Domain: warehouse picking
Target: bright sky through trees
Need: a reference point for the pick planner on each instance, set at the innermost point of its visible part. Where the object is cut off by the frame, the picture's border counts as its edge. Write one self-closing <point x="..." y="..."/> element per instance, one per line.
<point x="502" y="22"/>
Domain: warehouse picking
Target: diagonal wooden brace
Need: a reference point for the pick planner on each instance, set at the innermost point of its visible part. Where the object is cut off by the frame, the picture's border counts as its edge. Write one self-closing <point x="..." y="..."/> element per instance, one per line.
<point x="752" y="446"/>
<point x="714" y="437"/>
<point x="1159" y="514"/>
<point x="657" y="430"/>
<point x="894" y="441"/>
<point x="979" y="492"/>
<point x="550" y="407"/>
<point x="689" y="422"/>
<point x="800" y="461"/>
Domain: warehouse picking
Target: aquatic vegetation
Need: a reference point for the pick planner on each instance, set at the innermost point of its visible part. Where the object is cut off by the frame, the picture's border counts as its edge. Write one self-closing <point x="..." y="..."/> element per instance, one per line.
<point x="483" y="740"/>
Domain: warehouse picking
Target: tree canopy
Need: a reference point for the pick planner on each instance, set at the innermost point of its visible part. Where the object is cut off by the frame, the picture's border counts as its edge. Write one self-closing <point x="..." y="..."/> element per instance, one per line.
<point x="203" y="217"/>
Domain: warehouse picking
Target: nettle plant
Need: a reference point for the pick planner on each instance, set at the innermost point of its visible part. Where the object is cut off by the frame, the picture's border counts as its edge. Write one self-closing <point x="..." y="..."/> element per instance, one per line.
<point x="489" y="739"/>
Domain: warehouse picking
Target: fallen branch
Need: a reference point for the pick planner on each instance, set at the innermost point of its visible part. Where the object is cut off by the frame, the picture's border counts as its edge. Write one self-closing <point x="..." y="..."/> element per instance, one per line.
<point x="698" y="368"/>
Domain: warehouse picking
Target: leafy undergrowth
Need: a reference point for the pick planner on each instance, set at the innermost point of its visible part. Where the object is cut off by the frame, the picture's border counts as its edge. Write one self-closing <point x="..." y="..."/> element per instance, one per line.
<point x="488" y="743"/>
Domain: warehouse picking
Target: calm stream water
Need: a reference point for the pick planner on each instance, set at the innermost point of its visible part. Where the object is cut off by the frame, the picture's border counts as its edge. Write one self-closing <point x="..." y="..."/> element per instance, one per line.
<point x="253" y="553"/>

•••

» The exercise:
Please update the lines above by replacing every "pick planner" with "grasp planner", leaving everything else as it is.

» Task output:
Domain: warehouse picking
Target: bright sky through trees
Need: a reference point for the grasp planner on each instance, set at the innermost point of its visible part. Where the object is cut off by the frame, the picture's border counts as its edge. Write one self-closing <point x="..." y="..."/> element per instance, one per line.
<point x="502" y="22"/>
Domain: warehouse picking
Target: diagonal wooden brace
Need: a reference point for the grasp planner on each instance, set at the innermost point of its visible part. Where the object is cut off by the frame, the picture's border counts as its edge. Write one self-closing <point x="..." y="..."/> element per instance, one per line.
<point x="752" y="446"/>
<point x="714" y="437"/>
<point x="1159" y="514"/>
<point x="657" y="430"/>
<point x="894" y="441"/>
<point x="979" y="492"/>
<point x="550" y="407"/>
<point x="689" y="422"/>
<point x="800" y="461"/>
Domain: warehouse picking
Target: aquatic vegetation
Need: a reference point for the grasp planner on each instance, set at the innermost point of its visible part. Where the object is cut off by the frame, the picture's border counts as its edge. Write one self-closing <point x="..." y="..."/> element per instance, one per line.
<point x="483" y="740"/>
Domain: warehouse picking
Target: tree canopy
Need: a reference point for the grasp planner on each instance, set at the innermost point of its visible part. Where the object is cut off by the frame, the picture's border counts as its edge. Write one self-closing <point x="..." y="..."/> element per instance, one per line.
<point x="203" y="217"/>
Domain: warehouse picking
Target: nettle plant
Need: a reference point for the grasp planner on each instance, set at the innermost point of its visible part. Where the object is cut off by the frame, the picture's border counts as its edge. Write one self-closing <point x="..." y="..."/> element per instance, one per line.
<point x="489" y="739"/>
Domain: warehouse picking
Target: fallen branch
Need: a reference point for the grasp planner on each instance, set at the innermost point of its visible part. Where the object is cut off by the frame, the picture's border counts as its edge. Write one self-closing <point x="..." y="..."/> element per instance, one per line.
<point x="698" y="368"/>
Domain: warehouse picking
Target: leafy undergrowth
Need: a reference point for the grasp planner on each instance, set at the innermost point of its visible part. Where the object is cut off by the frame, the picture's border counts as its edge. Write one self-closing <point x="..." y="..."/> element per instance, one per line.
<point x="488" y="743"/>
Domain: warehouse picking
Target: calm stream water
Need: a reference point for the grasp planner on each instance, set at the innermost point of its visible part. Where the object is cut off by the frame, the picture's border counts as its edge. Write one self-closing <point x="..." y="..."/> element per instance, one per line.
<point x="253" y="553"/>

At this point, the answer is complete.